#### Stored data ####
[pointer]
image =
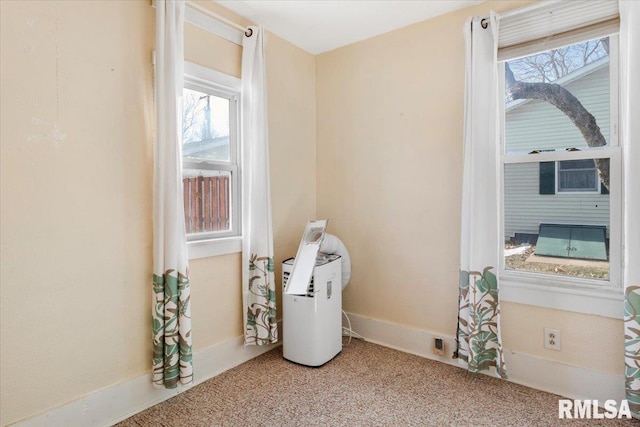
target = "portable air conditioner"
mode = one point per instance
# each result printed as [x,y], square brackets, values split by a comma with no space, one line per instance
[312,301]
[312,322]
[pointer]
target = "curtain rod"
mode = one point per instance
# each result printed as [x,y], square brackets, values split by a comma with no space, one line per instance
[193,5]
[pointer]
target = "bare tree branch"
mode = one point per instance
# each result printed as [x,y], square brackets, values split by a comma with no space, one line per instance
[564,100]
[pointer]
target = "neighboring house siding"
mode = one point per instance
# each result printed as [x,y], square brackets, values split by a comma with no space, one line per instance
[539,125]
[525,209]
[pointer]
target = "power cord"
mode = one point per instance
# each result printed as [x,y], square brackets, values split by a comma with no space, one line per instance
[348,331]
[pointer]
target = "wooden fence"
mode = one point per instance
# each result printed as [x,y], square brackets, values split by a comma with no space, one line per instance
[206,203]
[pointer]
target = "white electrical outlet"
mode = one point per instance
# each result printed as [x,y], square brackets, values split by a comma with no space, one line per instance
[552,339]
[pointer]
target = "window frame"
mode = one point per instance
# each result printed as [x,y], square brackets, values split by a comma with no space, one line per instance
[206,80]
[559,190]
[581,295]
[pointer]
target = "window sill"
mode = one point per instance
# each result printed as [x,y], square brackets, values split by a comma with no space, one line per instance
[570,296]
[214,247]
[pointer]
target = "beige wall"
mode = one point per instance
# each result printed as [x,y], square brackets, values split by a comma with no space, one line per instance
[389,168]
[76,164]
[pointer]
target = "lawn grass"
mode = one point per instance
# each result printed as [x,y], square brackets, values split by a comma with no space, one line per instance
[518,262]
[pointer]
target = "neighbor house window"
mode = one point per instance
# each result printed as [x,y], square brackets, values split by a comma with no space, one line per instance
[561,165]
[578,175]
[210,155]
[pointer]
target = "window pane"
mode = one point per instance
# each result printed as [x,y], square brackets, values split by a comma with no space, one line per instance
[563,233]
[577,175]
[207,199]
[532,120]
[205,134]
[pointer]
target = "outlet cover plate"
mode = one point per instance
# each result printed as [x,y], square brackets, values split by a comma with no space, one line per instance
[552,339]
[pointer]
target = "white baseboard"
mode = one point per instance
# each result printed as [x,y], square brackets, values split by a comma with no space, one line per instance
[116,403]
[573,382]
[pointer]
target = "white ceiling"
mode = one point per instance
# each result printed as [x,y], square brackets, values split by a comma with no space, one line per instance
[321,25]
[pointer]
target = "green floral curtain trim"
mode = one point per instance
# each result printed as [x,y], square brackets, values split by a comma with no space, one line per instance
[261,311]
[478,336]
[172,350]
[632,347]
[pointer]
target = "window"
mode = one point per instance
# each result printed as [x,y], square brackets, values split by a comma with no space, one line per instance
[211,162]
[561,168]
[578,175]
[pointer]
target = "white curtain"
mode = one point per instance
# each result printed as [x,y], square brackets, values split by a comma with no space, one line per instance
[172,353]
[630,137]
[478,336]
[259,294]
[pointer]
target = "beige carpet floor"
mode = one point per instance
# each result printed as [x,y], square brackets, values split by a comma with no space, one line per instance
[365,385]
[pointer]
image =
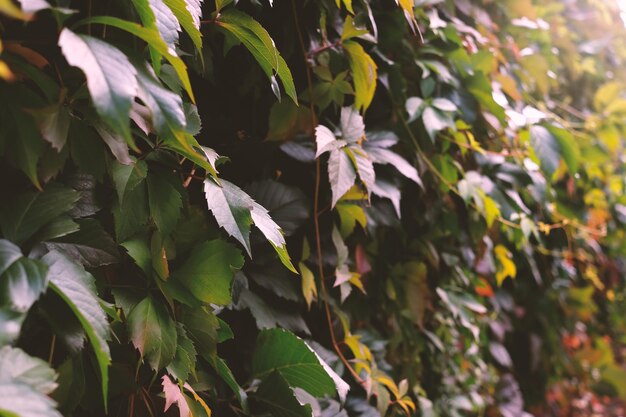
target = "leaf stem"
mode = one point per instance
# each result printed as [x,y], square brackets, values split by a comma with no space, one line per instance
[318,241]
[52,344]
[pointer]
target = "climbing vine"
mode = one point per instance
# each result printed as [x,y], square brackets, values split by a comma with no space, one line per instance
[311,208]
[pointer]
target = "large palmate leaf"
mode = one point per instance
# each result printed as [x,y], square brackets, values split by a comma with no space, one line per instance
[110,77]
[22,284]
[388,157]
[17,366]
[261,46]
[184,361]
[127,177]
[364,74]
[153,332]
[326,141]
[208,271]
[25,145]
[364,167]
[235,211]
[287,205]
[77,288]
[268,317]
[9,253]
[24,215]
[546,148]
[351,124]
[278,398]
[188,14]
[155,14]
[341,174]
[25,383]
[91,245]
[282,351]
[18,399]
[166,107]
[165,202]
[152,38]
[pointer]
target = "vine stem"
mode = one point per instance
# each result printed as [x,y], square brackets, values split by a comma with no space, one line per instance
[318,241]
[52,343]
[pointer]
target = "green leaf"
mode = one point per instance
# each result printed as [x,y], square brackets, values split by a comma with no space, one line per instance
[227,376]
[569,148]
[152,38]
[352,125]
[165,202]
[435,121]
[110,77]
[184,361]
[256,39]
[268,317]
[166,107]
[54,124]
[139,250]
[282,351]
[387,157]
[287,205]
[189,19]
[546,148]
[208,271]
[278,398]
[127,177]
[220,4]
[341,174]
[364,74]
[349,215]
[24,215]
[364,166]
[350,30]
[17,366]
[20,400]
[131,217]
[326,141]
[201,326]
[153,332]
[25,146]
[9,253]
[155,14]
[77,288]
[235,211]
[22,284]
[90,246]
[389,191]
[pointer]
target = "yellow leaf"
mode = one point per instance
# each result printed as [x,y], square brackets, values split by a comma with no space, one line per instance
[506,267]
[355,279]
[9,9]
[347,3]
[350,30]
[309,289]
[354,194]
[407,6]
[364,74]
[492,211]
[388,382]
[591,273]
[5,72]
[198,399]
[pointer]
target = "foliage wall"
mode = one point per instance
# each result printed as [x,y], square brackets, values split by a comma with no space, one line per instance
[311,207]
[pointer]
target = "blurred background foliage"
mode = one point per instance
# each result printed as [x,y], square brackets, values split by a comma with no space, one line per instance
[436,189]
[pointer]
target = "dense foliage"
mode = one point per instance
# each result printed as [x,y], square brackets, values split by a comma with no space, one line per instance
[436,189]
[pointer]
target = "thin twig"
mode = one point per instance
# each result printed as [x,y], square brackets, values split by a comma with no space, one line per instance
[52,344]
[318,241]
####
Stated problem = Collect every line from the entries above that contains the string "window". Treat uppercase and lowercase letters as different.

Response to this task =
target = "window frame"
target = "window sill"
target = "neighbor house window"
target = "window pane"
target = "window"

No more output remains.